Print each entry in full, word for word, with no pictures in the result.
[[ MATERIAL PROVIDED, beginning ]]
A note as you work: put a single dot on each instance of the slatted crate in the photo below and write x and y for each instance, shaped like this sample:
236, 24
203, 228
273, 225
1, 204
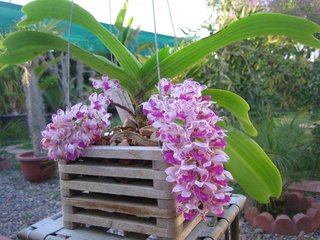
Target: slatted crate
121, 188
[[ MATERIAL PROVIDED, end ]]
== ANSWER BOX ==
A note as you work: put a single dot on each instance of the slatted crate in the photo below and write x and y for each instance, shaped like this sample:
236, 24
203, 228
273, 225
1, 204
Target: slatted crate
121, 188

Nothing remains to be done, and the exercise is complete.